▸ MATERIAL FOR THE TASK:

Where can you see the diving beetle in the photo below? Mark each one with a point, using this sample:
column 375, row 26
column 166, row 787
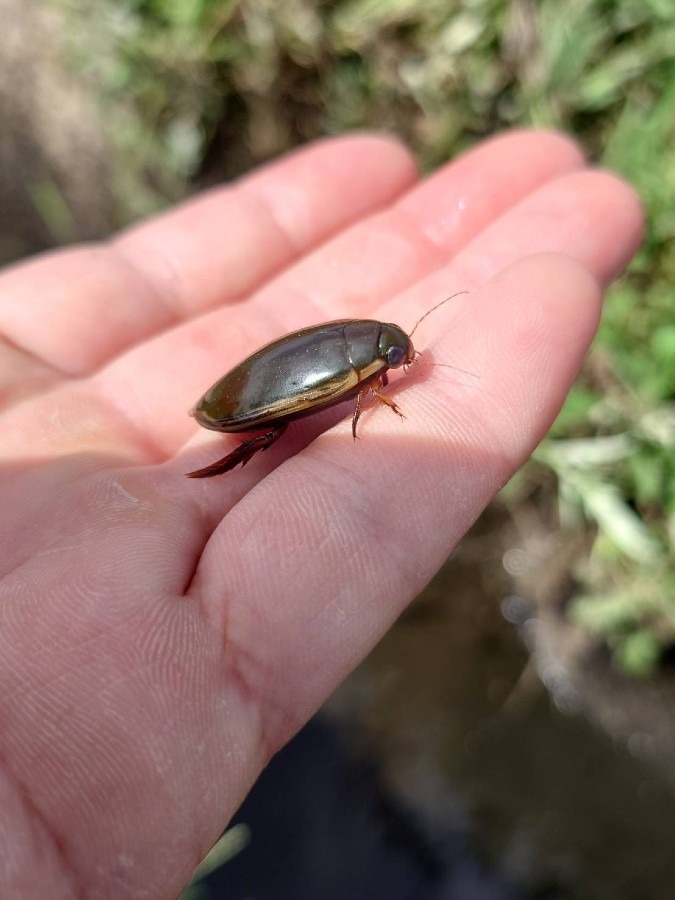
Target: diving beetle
column 299, row 375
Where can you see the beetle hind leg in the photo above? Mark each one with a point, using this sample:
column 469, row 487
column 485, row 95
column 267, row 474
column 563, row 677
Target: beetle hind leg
column 241, row 454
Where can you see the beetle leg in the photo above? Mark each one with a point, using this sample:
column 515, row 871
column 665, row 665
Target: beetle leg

▸ REQUIREMENTS: Could you rewrite the records above as a numbered list with each line as its own item, blank lines omitted and the pictures left out?

▸ FINISHED EXERCISE:
1. Where can you see the diving beetle in the photo below? Mark each one with a point, using this sample:
2. column 375, row 26
3. column 166, row 787
4. Target: diving beetle
5. column 299, row 375
6. Where can you see the beetle hind leg in the photo above? Mark each one with a point, using this sample:
7. column 469, row 487
8. column 485, row 95
9. column 267, row 474
10. column 563, row 677
11. Target: beetle hind leg
12. column 241, row 454
13. Where can you see the beetle leg in the photo above? Mark each one with a point, using this sample:
14. column 515, row 871
15. column 665, row 665
16. Target: beetle leg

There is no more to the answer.